══ Source document

China’s foreign policy centers around its core interests of state sovereignty, national security, territorial integrity, basic safeguards for ensuring sustainable economic and social development, among others as laid out in its 2011 whitepaper. Accordingly, China views North Korea as an important buffer state against American and Japanese influence. Zbigniew Brzezinski claims that Chinese policy aims to “use American power to peacefully defeat American hegemony, but without unleashing any latent Japanese regional aspirations.” Although North Korea’s increasingly brazen nuclear tests created internal discomfort within China, especially as the third nuclear test coincided with the beginning of Xi Jinping’s first term, China has abandoned “maximum pressure” and has increasingly aligned more closely with North Korea and Russia. The US trade war with China is not helping. Recently, tough Chinese enforcement of sanctions had significantly dampened North Korea’s economy. However, a mix of North Korea’s reconciliatory 2018 New Year’s speech and unprecedented summits with Xi, Trump, and Moon, have led to a loosening of sanctions. Cross-border trade with China is picking up, and China and South Korea have promised large scale economic assistance.
North Korea continues to violate international norms and mandates. It has violated the aforementioned bans on oil and textiles. We must not forget that denuclearization is an obligation for North Korea; it is a member state of the UN under binding directions from the Security Council to completely denuclearize in a verifiable and irreversible way.
In light of its frequent past defections from international agreements, current mistrust of North Korea is understandable. Although President Moon, based on his assessment of North Korea’s economy as desperately weak, has recently reiterated his confidence in Kim Jong Un to follow through with his pledge to denuclearize, establishing a framework leading to CVID of North Korea’s nuclear weapons program remains a daunting task for Mike Pompeo and Stephen Biegun. There seems to be no clear-cut answer to this problem, but international cooperation and coordination between the US, China, South Korea, and Japan, is necessary to bring North Korea into compliance with international treaties and norms.

════
══ Provided data

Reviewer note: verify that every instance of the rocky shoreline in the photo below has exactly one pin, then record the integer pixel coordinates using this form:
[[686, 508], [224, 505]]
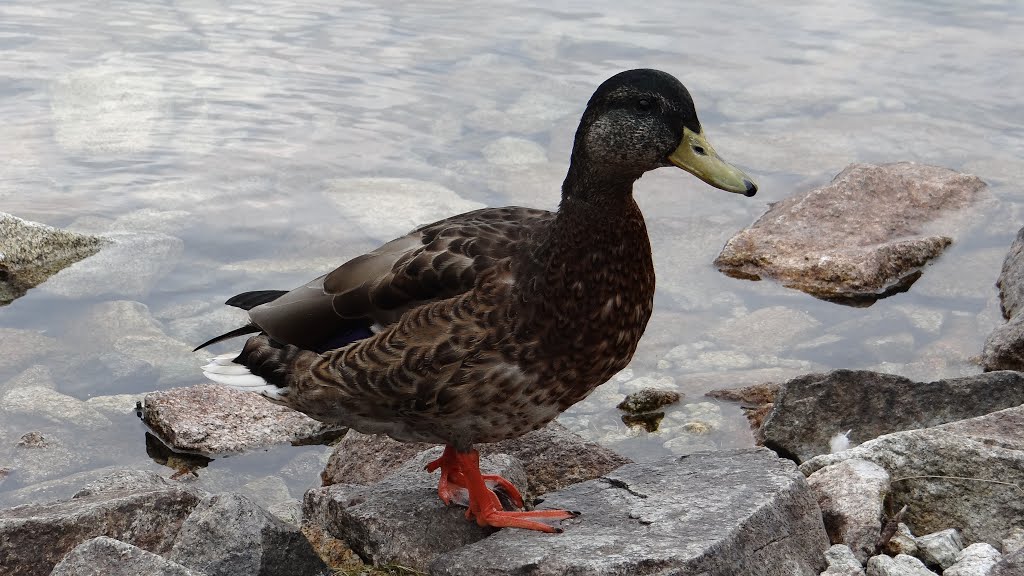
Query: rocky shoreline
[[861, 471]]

════

Please answer from the passage on China and North Korea: how does China view North Korea?

■ Response below ■
As an important buffer state against American and Japanese influence.